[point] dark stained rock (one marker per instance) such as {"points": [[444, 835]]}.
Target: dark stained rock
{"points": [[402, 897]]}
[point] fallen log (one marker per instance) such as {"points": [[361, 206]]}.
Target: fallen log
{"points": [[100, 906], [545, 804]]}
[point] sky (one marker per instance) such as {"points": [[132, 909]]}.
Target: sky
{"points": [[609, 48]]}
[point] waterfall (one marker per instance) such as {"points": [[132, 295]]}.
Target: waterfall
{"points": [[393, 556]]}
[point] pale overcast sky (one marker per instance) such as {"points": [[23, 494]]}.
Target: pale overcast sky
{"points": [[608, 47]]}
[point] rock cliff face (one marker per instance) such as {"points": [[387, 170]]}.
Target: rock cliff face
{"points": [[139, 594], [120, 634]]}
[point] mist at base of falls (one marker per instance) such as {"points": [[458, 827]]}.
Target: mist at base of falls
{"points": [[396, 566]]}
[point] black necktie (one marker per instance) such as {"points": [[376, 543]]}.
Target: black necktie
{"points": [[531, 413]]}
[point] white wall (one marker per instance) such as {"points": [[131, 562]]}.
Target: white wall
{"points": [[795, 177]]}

----------------

● Task instructions
Return the lines beginning at the one that contains "[point] waterfall (one" and continuing through the last line of the data, exactly as they stand and without any others.

● Full answer
[point] waterfall (one marker per instance) such as {"points": [[132, 295]]}.
Target: waterfall
{"points": [[393, 556]]}
[point] pale overcast sky (one marker per instance) such as {"points": [[23, 494]]}.
Target: pale overcast sky
{"points": [[608, 47]]}
[point] rock cliff face (one marker per instance) such as {"points": [[387, 170]]}.
Target: rock cliff face
{"points": [[139, 594], [120, 634]]}
[point] mist at base of falls (one marker per instance) such as {"points": [[458, 827]]}.
Target: mist at base of falls
{"points": [[396, 566]]}
[point] black necktie (one marker per instance) such as {"points": [[376, 543]]}.
Target: black necktie
{"points": [[531, 413]]}
[point] white wall (one marker per instance) such as {"points": [[131, 562]]}.
Target: white wall
{"points": [[795, 177]]}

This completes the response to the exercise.